**THE TASK**
For each statement, say yes or no on whether it agrees with the Godwin's law passage below, and quote the deciding words of the passage. 1. Godwin's law originally applied specifically to Usenet newsgroup discussions. 2. A 2021 Harvard article found that the phenomenon occurs with statistically meaningful frequency in Reddit discussions. 3. Godwin holds that the law articulates a fallacy.

**DOCUMENT PASSAGE**
——————

Godwin's law, short for Godwin's law (or rule) of Nazi analogies, is an Internet adage asserting that as an online discussion grows longer (regardless of topic or scope), the probability of a comparison to Nazis or Adolf Hitler approaches 1. 

Promulgated by the American attorney and author Mike Godwin in 1990, Godwin's law originally referred specifically to Usenet newsgroup discussions. He stated that he introduced Godwin's law in 1990 as an experiment in memetics. Later it was applied to any threaded online discussion, such as Internet forums, chat rooms, and comment threads, as well as to speeches, articles, and other rhetoric where reductio ad Hitlerum occurs.

In 2012, Godwin's law became an entry in the third edition of the Oxford English Dictionary. In 2021, Harvard researchers published an article showing the phenomenon does not occur with statistically meaningful frequency in Reddit discussions.

Generalization, corollaries, and usage
There are many corollaries to Godwin's law, some considered more canonical (by being adopted by Godwin himself) than others. For example, there is a tradition in many newsgroups and other Internet discussion forums that, when a Hitler comparison is made, the thread is finished and whoever made the comparison loses whatever debate is in progress. This principle is itself frequently referred to as Godwin's law.

Godwin's law itself can be applied mistakenly or abused as a distraction, diversion or even as censorship, when fallaciously miscasting an opponent's argument as hyperbole when the comparison made by the argument is appropriate. Godwin himself has also criticized the overapplication of the law, claiming that it does not articulate a fallacy, but rather is intended to reduce the frequency of inappropriate and hyperbolic comparisons. Godwin wrote that "Although deliberately framed as if it were a law of nature or of mathematics, its purpose has always been rhetorical and pedagogical: I wanted folks who glibly compared someone else to Hitler to think a bit harder about the Holocaust."

——————

**ENTRIES SHOWN**
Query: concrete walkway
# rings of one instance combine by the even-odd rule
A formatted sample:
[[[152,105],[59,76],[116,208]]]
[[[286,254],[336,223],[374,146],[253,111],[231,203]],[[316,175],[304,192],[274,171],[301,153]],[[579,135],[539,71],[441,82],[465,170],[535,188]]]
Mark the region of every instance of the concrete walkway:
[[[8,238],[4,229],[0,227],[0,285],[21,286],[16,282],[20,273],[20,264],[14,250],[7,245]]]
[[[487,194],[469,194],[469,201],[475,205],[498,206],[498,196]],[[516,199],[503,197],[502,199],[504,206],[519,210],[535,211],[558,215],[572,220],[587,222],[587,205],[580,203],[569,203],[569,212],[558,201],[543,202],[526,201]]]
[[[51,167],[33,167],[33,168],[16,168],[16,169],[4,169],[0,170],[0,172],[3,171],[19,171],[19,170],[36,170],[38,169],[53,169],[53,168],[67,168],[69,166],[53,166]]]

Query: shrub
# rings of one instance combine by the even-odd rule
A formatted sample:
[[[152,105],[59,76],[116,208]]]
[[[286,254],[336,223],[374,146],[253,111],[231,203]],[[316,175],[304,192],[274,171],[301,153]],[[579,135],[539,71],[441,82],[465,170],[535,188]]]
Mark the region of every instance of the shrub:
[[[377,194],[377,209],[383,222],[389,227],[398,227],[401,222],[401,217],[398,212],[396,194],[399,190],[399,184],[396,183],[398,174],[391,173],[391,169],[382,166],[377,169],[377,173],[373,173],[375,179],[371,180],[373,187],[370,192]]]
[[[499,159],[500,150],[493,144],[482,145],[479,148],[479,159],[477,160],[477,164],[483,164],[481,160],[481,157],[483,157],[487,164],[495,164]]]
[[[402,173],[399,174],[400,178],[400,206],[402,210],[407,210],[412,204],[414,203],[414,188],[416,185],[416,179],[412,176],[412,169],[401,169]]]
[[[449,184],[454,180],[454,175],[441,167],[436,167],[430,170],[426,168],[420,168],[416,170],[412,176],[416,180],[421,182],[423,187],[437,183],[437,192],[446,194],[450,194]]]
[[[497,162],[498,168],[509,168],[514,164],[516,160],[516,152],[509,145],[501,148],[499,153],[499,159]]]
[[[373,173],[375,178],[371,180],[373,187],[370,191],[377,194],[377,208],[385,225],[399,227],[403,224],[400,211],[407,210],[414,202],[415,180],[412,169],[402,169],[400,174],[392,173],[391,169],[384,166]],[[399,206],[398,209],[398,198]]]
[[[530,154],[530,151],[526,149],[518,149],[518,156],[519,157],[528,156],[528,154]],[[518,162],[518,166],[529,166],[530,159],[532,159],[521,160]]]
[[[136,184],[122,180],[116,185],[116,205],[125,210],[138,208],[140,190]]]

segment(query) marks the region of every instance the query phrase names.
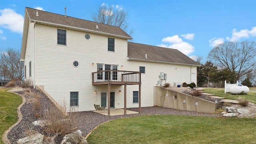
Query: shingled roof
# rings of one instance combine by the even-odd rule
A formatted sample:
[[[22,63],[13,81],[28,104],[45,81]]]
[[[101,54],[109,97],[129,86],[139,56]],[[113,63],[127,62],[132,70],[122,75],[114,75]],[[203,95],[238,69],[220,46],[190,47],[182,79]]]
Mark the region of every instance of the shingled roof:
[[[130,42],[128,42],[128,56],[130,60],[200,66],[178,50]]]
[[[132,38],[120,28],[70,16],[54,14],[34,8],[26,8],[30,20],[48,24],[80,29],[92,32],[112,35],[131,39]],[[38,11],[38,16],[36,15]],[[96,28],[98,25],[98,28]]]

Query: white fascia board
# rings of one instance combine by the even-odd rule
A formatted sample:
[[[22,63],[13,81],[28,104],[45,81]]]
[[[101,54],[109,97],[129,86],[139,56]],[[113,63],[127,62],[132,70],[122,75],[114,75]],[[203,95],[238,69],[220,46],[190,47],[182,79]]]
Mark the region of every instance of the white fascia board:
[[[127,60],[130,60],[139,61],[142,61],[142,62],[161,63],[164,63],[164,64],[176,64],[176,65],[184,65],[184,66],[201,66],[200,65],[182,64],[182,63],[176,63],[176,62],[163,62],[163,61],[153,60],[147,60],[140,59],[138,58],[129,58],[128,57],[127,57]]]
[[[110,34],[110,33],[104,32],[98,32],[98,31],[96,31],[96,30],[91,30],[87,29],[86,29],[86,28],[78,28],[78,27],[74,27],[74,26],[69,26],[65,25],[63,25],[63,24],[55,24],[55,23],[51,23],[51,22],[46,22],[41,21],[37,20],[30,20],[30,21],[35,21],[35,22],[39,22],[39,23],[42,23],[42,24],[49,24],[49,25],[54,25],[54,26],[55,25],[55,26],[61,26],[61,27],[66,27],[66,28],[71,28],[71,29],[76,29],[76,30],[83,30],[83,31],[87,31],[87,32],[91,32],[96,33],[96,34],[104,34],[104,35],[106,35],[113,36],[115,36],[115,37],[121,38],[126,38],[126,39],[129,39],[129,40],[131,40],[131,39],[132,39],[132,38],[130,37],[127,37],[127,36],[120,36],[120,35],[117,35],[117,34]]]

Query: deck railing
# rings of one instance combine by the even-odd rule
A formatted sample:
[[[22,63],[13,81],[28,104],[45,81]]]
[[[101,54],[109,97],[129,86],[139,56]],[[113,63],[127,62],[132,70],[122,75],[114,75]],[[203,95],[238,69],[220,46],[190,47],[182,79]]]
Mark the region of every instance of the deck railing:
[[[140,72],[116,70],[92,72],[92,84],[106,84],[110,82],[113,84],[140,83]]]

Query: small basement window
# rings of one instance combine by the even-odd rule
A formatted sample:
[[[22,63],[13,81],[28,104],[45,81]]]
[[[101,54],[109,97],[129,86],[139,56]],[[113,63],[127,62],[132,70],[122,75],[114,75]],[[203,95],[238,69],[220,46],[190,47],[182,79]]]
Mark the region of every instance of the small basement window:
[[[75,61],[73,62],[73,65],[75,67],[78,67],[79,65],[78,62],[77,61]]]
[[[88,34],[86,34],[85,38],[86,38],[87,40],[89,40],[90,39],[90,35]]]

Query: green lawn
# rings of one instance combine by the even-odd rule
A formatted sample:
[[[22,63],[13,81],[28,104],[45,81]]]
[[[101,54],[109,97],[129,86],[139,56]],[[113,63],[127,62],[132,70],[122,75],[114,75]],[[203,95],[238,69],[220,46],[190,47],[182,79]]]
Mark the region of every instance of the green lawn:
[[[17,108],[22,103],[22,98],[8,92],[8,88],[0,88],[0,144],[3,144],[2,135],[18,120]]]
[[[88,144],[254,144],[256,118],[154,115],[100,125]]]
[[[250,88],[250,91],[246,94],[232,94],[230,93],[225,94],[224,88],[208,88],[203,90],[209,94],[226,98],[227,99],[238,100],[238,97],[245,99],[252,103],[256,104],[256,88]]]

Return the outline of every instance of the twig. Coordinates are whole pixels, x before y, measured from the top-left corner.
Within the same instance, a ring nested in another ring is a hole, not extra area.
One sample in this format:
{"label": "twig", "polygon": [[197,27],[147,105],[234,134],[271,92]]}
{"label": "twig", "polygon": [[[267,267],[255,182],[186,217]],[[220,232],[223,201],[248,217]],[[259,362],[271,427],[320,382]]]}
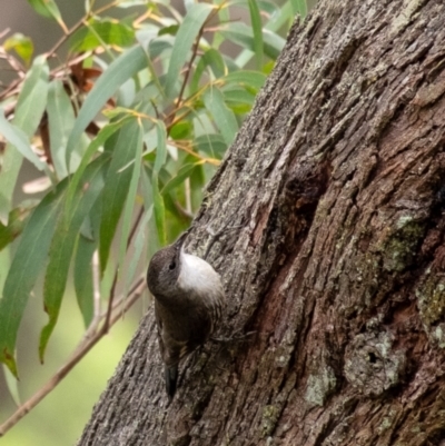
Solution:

——————

**WRITTEN ANSWER**
1. Yes: "Godwin's law originally referred specifically to Usenet newsgroup discussions."
2. No: "the phenomenon does not occur with statistically meaningful frequency in Reddit discussions."
3. No: "claiming that it does not articulate a fallacy"